▸ WHAT IS NEEDED
Print the data below exactly as it appears.

▸ MATERIAL PROVIDED
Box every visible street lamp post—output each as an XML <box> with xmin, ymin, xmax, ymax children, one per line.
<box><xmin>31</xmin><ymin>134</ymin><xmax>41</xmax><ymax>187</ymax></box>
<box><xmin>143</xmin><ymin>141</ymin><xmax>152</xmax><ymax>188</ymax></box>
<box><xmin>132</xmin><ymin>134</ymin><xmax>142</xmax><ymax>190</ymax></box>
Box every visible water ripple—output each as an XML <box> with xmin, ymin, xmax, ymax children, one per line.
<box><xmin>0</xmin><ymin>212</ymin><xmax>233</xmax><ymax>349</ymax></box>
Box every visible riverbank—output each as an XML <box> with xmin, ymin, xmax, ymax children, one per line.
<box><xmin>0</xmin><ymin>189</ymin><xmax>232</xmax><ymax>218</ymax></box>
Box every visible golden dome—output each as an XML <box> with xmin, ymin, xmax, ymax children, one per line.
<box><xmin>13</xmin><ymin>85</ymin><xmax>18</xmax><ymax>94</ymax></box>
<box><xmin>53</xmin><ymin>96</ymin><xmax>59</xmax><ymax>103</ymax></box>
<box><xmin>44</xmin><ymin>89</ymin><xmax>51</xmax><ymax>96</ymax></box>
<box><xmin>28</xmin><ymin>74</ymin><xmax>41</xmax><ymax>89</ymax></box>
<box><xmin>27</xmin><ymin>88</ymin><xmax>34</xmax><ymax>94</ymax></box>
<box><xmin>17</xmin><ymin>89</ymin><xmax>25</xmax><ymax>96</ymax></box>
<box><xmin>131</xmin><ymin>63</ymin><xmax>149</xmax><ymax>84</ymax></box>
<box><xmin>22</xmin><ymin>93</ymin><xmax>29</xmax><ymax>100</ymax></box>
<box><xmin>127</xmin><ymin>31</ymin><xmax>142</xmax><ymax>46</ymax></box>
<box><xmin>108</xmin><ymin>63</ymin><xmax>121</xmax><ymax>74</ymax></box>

▸ RESULT
Box every visible street lamp post—output each as an XML <box> with xmin, ymin, xmax, ymax children, one per line.
<box><xmin>31</xmin><ymin>134</ymin><xmax>41</xmax><ymax>187</ymax></box>
<box><xmin>143</xmin><ymin>141</ymin><xmax>152</xmax><ymax>188</ymax></box>
<box><xmin>132</xmin><ymin>134</ymin><xmax>142</xmax><ymax>190</ymax></box>
Box every visible water ripple—output each as an XML <box> with xmin, ymin, xmax, ymax children, one per line.
<box><xmin>0</xmin><ymin>212</ymin><xmax>233</xmax><ymax>349</ymax></box>
Box every visible riverbank—output each as an XML <box> with xmin, ymin, xmax, ymax children, one per line.
<box><xmin>0</xmin><ymin>189</ymin><xmax>232</xmax><ymax>218</ymax></box>
Box every visible golden dome—output each as an XML <box> with xmin, ymin, xmax, ymax children, one per line.
<box><xmin>13</xmin><ymin>85</ymin><xmax>18</xmax><ymax>94</ymax></box>
<box><xmin>53</xmin><ymin>96</ymin><xmax>59</xmax><ymax>103</ymax></box>
<box><xmin>44</xmin><ymin>89</ymin><xmax>51</xmax><ymax>96</ymax></box>
<box><xmin>28</xmin><ymin>74</ymin><xmax>41</xmax><ymax>89</ymax></box>
<box><xmin>27</xmin><ymin>88</ymin><xmax>34</xmax><ymax>94</ymax></box>
<box><xmin>17</xmin><ymin>89</ymin><xmax>25</xmax><ymax>96</ymax></box>
<box><xmin>131</xmin><ymin>63</ymin><xmax>149</xmax><ymax>84</ymax></box>
<box><xmin>22</xmin><ymin>93</ymin><xmax>29</xmax><ymax>100</ymax></box>
<box><xmin>127</xmin><ymin>31</ymin><xmax>142</xmax><ymax>46</ymax></box>
<box><xmin>108</xmin><ymin>63</ymin><xmax>121</xmax><ymax>74</ymax></box>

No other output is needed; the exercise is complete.